## [DATA]
^^^^^^^^^^^^^^^^
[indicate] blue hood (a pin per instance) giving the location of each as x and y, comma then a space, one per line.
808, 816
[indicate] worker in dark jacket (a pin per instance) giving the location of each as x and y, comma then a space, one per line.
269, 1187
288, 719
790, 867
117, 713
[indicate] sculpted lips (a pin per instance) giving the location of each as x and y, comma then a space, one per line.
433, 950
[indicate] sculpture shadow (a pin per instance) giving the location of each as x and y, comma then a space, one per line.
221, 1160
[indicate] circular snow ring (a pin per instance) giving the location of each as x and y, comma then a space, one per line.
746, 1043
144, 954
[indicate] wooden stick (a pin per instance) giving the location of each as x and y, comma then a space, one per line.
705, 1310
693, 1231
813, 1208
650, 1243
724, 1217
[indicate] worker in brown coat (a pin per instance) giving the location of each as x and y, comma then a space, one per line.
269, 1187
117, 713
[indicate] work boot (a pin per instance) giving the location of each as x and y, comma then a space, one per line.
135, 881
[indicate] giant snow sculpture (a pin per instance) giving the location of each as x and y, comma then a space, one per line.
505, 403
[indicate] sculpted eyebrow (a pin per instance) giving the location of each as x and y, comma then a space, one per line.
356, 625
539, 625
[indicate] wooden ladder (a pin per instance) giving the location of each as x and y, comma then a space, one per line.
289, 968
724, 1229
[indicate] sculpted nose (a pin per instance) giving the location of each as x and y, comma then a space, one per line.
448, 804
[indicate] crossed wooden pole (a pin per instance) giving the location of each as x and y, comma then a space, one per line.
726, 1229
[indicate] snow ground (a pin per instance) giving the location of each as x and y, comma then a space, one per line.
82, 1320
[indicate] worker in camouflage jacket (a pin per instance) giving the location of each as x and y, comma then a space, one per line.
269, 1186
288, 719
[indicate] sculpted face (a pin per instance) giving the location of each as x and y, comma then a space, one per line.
^^^^^^^^^^^^^^^^
## [DIRECTIONS FOR THIS TASK]
Print the data above again, with nothing altered and nothing left out.

## [RESULT OF THIS EXERCISE]
[indicate] blue hood (a pin per instance) giving the location of each as x and y, comma then a space, one per line.
808, 816
[indicate] worker in dark jacket (a pin per instance) giving the location of each as x and y, comma then a space, one per line.
269, 1187
288, 719
790, 867
117, 713
[indicate] sculpted lips (a pin per instance) giving the location of each as x and y, comma then a space, one per line.
433, 950
[indicate] sculpture shadow (a pin per instance) giving the location of each as x and y, comma then a space, one per line.
221, 1160
[indicate] circular snow ring (a pin per instance) giving the location of each as x and y, comma then a space, one per line.
746, 1043
144, 954
[indicate] wooden stick (a pin per instance) giving the location of each as x and y, comma then a space, one per line.
705, 1310
693, 1231
813, 1208
650, 1243
724, 1217
[indicate] worker in brown coat (a pin per instance) giving the location of each as x and y, comma then a space, one per line.
269, 1187
117, 713
[indicate] work boot (a pin per instance) giving the location of each as x and y, comma then a space, one per line.
135, 881
[indicate] giant snow sculpture (a pin per instance) giving the location of each as x and y, comma then a space, one per line.
505, 403
[indicate] sculpted eyebrow (a pin per instance) giving the location of each as x and y, comma then a space, one per line.
356, 625
539, 625
[indicate] wooden ladder (a pin per instance) giving the location of each as x and y, comma then a space, one per line.
289, 968
724, 1229
[indicate] sculpted nose (a pin per instance) giving the location of each as x and y, comma then a space, one per line.
448, 804
[indicate] crossed wooden pole (a pin per instance) giving the location of each as x and y, comma then a space, one per line.
726, 1229
[indicate] snow ground (a pin per instance) giving the location of each as x and y, comma then a space, one per line.
82, 1320
[indicate] worker in camouflage jacket (a pin per instance) giving the location of each as x and y, comma then a space, one per line.
269, 1186
288, 719
[indicate] sculpted face (a pin per instance) giving the location of each as x and y, comma then a space, one per line.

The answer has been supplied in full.